…Сидит мудрец над тихим прудом, на руке
порхает бумага, где
незаконченное хокку…
— Сколько веков ты сидишь здесь, Старик, —
удивляются прохожие, — давно бы
закончил трехстишие!
Прохожие уходят в небытие.
Другие на смену идут.
А он сидит
и ждет мгновение,
потерянное в детстве.
Стихотворение Романа Хе называется «Басё».
Роман Хе – кореец, живет на Сахалине. Стихотворение написано на русском языке.
* * *
Не исходим ли мы очень часто из той неявно выраженной предпосылки, что в «теле» культуры как бы сосуществуют «живые» и «мертвые» элементы: современный культурный процесс – и то, что «было когда-то», явления, которые уже «состоялись», которые, быть может, являются «бесспорными вершинами», оказывают — в этом качестве – «значительное влияние» на то-то и то-то, но становящимися уже никогда не будут?.. Был когда-то классицизм, а ныне на законном его месте «гроб стоит», а в нем — постмодернизм. Или, к примеру, суровый Дант питал слабость к сонету, но время «ейное» прошло, и теперь «катят» лишь инсталляции – а ничего не попишешь, браток!
Но мне-то представляется, что если целостна человеческая культура, то её целостность может заключаться только в ее действительности (реальности), а раз так – то культура вся живая и в ней не может быть абсолютно завершившихся (навсегда нас покинувших) явлений. М.Бахтин в связи с Булгаковым рассказал нам о реинкарнации древней «мениппеи», да и только в литературе ли подобное обнаруживается? Политологи, характеризуя сегодняшнее «тысячелетье на дворе», безо всяких оговорок толкуют о «феодализме». Очень трудно, оказывается, чётко разделить то, что у человечества «уже позади», и то, что «впереди».
Возвращаясь к Басё, к японским хокку и танка (или хайку, как обычно называют эти поэтические формы в совокупности), то, на первый взгляд, это явление исключительно японской литературы, даже – исключительно японского языка. Это ведь своего рода канон: в танка, например, должен быть ровно 31 слог…
Но если мы говорим о поэтическом образе, то существует и некий не-вербальный (и при этом – отнюдь не всегда визуальный, часто — какой-то «мышечный», особенно если подразумевать «сердечную мышцу») образ.
И в этом смысле разве не братья по крови вот это хокку Басё:
Молись о лучших днях!
На зимнее дерево сливы
Будь сердцем похож
и это стихотворение Романа Хе –
Я – такой же, как в детстве.
Во мне –
колодец слёз удивления, восхищения, любви!

**Показанные записи:**
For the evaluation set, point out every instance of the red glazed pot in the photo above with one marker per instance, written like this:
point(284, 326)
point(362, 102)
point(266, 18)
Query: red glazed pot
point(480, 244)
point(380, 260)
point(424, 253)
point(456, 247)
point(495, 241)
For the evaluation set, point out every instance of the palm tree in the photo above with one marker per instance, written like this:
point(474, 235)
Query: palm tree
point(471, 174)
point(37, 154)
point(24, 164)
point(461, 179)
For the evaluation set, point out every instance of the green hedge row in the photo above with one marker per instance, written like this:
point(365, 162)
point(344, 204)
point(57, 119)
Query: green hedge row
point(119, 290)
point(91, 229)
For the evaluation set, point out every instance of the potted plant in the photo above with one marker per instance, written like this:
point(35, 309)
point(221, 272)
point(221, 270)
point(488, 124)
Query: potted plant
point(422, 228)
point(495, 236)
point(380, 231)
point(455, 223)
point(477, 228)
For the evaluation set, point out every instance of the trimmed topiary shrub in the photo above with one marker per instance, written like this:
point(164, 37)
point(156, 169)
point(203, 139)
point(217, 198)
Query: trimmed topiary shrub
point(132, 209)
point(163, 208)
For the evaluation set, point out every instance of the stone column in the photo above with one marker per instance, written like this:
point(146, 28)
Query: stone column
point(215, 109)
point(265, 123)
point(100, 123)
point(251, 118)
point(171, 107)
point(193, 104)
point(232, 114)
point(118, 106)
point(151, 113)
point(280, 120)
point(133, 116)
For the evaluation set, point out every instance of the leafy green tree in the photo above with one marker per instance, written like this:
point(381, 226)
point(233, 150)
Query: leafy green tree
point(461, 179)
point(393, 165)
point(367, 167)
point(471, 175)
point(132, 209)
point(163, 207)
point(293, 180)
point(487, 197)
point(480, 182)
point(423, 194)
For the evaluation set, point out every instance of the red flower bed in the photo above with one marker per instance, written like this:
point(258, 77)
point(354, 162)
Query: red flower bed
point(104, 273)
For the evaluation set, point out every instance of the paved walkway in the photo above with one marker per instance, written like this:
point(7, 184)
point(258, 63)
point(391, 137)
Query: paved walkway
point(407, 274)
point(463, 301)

**Задание 1:**
Где, согласно фрагменту текста, живет Роман Хе?
**Задание 2:**
Пожалуйста, оформите нумерованным списком строки записей, начиная со строки, где есть «For the evaluation set, point out every instance of the trimmed», и заканчивая строкой, где есть «point(163, 208)». Пустые строки не включайте.

**Ожидаемый ответ 1:**
На Сахалине.

**Ожидаемый ответ 2:**
1. For the evaluation set, point out every instance of the trimmed topiary shrub in the photo above with one marker per instance, written like this:
2. point(164, 37)
3. point(156, 169)
4. point(203, 139)
5. point(217, 198)
6. Query: trimmed topiary shrub
7. point(132, 209)
8. point(163, 208)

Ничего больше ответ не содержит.